[Problem]
Can the data below be echoed back word for word?

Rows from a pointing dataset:
= = =
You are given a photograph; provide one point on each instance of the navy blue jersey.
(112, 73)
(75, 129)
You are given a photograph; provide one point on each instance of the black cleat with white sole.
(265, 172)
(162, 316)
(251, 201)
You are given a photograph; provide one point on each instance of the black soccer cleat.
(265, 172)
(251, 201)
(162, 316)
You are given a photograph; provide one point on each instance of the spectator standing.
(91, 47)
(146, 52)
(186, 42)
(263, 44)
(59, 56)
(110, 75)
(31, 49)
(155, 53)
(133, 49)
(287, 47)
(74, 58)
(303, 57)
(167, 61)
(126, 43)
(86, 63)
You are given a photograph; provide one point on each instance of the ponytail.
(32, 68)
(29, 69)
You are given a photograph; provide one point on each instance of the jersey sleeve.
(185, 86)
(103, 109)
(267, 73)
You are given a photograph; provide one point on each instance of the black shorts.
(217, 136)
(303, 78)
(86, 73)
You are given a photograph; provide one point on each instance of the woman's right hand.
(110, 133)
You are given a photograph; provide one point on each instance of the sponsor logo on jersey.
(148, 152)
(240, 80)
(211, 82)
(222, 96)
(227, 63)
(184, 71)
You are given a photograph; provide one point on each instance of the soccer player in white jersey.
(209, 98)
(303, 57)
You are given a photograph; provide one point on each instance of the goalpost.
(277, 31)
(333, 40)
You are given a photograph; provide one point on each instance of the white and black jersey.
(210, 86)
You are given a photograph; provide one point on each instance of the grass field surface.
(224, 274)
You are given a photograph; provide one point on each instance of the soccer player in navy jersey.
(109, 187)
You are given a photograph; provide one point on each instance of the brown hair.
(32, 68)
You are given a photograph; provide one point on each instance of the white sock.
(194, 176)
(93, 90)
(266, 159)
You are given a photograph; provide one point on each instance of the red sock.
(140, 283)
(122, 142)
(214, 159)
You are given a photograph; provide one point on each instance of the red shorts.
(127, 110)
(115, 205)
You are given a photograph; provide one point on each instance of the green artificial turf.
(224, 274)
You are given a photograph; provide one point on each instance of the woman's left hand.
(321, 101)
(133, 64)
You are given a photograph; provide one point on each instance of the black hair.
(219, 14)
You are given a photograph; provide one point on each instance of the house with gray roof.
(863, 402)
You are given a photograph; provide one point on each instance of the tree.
= = =
[Solved exercise]
You are given a photograph; provide one point on each instance of the navy blue jersey.
(112, 73)
(75, 129)
You are given a photograph; provide one point on each instance of the black cleat with white sole.
(265, 172)
(162, 316)
(251, 201)
You are given a photograph; provide one point on each instance of the black soccer cleat.
(265, 172)
(251, 201)
(162, 316)
You are given a photograph; provide one point on each instance of the spectator standing.
(91, 47)
(146, 52)
(186, 42)
(263, 44)
(59, 56)
(110, 75)
(31, 49)
(155, 53)
(133, 49)
(287, 47)
(74, 58)
(303, 57)
(167, 61)
(126, 43)
(86, 63)
You are given a photograph; provide one point on each instance of the ponytail.
(32, 68)
(29, 69)
You are given a photograph; provide one point on each instance of the jersey sleeve.
(185, 86)
(103, 109)
(267, 73)
You are given a photograph; provide one point on each instance of the black shorts.
(217, 136)
(303, 78)
(86, 73)
You are given a photograph; provide one point on each instance of the woman's right hand.
(110, 133)
You are given a photograph; provide one point on each instance of the sponsor logo on jersey.
(148, 152)
(240, 80)
(211, 82)
(222, 96)
(227, 63)
(184, 71)
You are given a photograph; provide one point on each instance of the soccer player in white jersey.
(209, 98)
(303, 57)
You are given a photograph; provide one point on each instance of the goalpost.
(277, 31)
(333, 40)
You are given a photograph; provide one point on each instance of the white and black jersey.
(210, 86)
You are given a photograph; provide one point on each instance of the grass field surface.
(224, 274)
You are given a photograph; provide one point on each instance of the soccer player in navy jersey.
(109, 187)
You are given a photograph; provide one point on each instance of the brown hair.
(32, 68)
You are given a photograph; provide one point on each instance of the white sock.
(194, 176)
(93, 90)
(266, 159)
You are given a photograph; provide one point on each instance of the red sock.
(140, 283)
(122, 142)
(214, 159)
You are given a photograph; provide one point on each instance of the red shorts.
(127, 110)
(115, 205)
You are given a photograph; provide one point on each instance of the green artificial turf.
(224, 274)
You are given a photograph; provide one point on each instance of the woman's left hand.
(321, 101)
(133, 64)
You are given a photograph; provide one point on each instance of the black hair.
(219, 14)
You are given a photograph; provide one point on each instance of the house with gray roof.
(863, 402)
You are given a photograph; provide one point on each instance of the tree.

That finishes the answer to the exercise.